- THE TASK:
Pull out every line of the records that contains the string "water" and copy each one. Case counts.

-------- RECORDS TO PROCESS --------

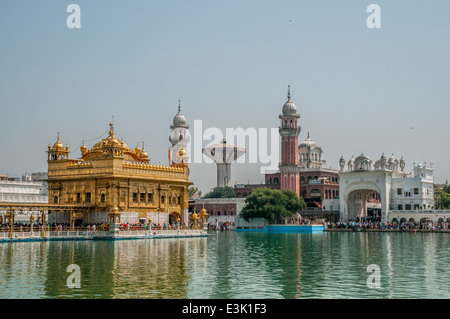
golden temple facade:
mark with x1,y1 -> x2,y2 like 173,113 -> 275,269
48,123 -> 192,225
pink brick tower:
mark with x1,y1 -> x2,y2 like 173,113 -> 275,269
278,85 -> 301,197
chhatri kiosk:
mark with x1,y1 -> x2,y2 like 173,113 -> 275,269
339,153 -> 435,222
48,110 -> 192,226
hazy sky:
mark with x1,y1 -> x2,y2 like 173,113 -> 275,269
0,0 -> 450,192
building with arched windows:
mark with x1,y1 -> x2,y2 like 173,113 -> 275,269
234,88 -> 339,210
48,108 -> 192,225
339,153 -> 437,221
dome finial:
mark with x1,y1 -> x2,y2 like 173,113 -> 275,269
109,122 -> 114,136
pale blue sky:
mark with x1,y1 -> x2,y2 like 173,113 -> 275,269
0,0 -> 450,191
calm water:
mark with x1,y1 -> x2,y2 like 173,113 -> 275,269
0,232 -> 450,299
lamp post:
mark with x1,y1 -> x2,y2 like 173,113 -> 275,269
156,208 -> 159,229
41,210 -> 45,237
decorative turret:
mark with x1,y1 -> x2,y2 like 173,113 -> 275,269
169,100 -> 190,164
278,85 -> 301,196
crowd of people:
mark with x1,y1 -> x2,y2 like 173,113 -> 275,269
327,218 -> 450,232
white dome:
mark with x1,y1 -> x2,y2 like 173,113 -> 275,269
173,113 -> 186,126
172,101 -> 189,128
283,100 -> 297,115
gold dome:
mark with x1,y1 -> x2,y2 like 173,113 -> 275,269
93,123 -> 128,149
49,132 -> 69,151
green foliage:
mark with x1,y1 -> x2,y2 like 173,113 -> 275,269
240,188 -> 306,223
203,186 -> 234,198
434,186 -> 450,209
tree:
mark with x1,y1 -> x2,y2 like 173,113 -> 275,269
203,186 -> 234,198
188,186 -> 202,198
240,188 -> 306,223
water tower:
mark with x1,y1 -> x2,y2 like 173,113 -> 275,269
203,140 -> 245,187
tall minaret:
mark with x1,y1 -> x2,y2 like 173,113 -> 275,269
278,85 -> 301,197
169,101 -> 190,164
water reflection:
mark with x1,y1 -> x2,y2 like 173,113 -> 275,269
0,232 -> 450,299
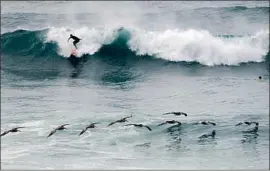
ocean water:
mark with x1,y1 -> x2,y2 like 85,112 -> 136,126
1,1 -> 270,170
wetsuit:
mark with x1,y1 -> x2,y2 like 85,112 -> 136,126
68,34 -> 81,49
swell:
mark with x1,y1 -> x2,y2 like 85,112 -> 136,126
1,28 -> 269,65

--------

- OUTPUT FOR THIS EXERCISE:
calm water:
water tower:
water reflection:
ocean water:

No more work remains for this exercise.